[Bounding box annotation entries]
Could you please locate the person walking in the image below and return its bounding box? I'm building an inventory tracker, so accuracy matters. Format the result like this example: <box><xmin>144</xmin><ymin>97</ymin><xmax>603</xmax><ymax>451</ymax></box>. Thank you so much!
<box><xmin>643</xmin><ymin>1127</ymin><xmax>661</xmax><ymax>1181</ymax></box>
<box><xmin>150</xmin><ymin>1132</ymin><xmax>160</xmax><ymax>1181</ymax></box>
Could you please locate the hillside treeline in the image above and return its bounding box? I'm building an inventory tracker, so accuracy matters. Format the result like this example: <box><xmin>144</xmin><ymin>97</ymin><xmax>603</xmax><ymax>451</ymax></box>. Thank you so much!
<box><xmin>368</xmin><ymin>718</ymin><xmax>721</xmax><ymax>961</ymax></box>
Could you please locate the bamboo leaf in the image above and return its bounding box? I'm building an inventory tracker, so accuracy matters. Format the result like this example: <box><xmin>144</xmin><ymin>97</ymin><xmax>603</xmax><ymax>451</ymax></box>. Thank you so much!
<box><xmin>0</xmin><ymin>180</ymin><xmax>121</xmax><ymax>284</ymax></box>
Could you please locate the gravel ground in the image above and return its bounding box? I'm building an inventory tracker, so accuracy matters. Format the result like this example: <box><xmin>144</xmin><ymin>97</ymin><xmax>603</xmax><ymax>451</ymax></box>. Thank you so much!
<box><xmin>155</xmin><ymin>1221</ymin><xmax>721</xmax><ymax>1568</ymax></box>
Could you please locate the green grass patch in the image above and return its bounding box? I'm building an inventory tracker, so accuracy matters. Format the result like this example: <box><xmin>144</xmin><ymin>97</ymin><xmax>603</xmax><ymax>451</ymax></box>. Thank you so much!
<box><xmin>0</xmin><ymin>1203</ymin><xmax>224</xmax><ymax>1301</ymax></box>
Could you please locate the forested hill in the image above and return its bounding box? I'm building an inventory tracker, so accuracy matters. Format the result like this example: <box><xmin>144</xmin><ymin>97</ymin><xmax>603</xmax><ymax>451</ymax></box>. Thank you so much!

PROBLEM: Rewrite all the records above as a Markdown table with two columns, No and Line. Give each non-blank line its own numbered row.

RESPONSE TO THE EXERCISE:
| No | Line |
|---|---|
| 1 | Could you please locate the person walking in the image below and return its bounding box? I'm building an inventory tracker, so accuracy matters. Format the result like this example: <box><xmin>144</xmin><ymin>97</ymin><xmax>603</xmax><ymax>451</ymax></box>. Thank you so much! |
| 2 | <box><xmin>643</xmin><ymin>1127</ymin><xmax>661</xmax><ymax>1181</ymax></box> |
| 3 | <box><xmin>150</xmin><ymin>1132</ymin><xmax>160</xmax><ymax>1181</ymax></box> |
| 4 | Could you please locate the hillside treeline in the image above and return its bounding box? I'm building an inventory tracker, so accuracy matters. Format the result like this example: <box><xmin>144</xmin><ymin>97</ymin><xmax>603</xmax><ymax>451</ymax></box>. Thank you so much! |
| 5 | <box><xmin>368</xmin><ymin>718</ymin><xmax>721</xmax><ymax>961</ymax></box> |
| 6 | Could you please locate the bamboo leaf in the image above and return its bounding box? I'm building an inventory tracker, so accuracy matters. Format the result like this example: <box><xmin>144</xmin><ymin>97</ymin><xmax>603</xmax><ymax>451</ymax></box>. Thank you so much! |
| 7 | <box><xmin>0</xmin><ymin>180</ymin><xmax>121</xmax><ymax>284</ymax></box> |
| 8 | Could you please locate the gravel ground in the image above and return its bounding box? I'm building an inventory tracker, so accuracy matters. Format the result like this example: <box><xmin>144</xmin><ymin>97</ymin><xmax>603</xmax><ymax>451</ymax></box>. Thank you so much! |
| 9 | <box><xmin>155</xmin><ymin>1221</ymin><xmax>721</xmax><ymax>1568</ymax></box> |
| 10 | Could you please locate the green grass patch in the image above and return its bounding box? I'm building an inventory tracker, so accuracy matters. Format the result like this example: <box><xmin>144</xmin><ymin>97</ymin><xmax>603</xmax><ymax>451</ymax></box>. Thank you so much! |
| 11 | <box><xmin>0</xmin><ymin>1203</ymin><xmax>224</xmax><ymax>1301</ymax></box> |
| 12 | Could you please locate the forested hill in the image above and return its bounding box? I'm building an inventory tracker, so accuracy matters. Format the result like this example: <box><xmin>144</xmin><ymin>97</ymin><xmax>603</xmax><ymax>451</ymax></box>. Thank you so much! |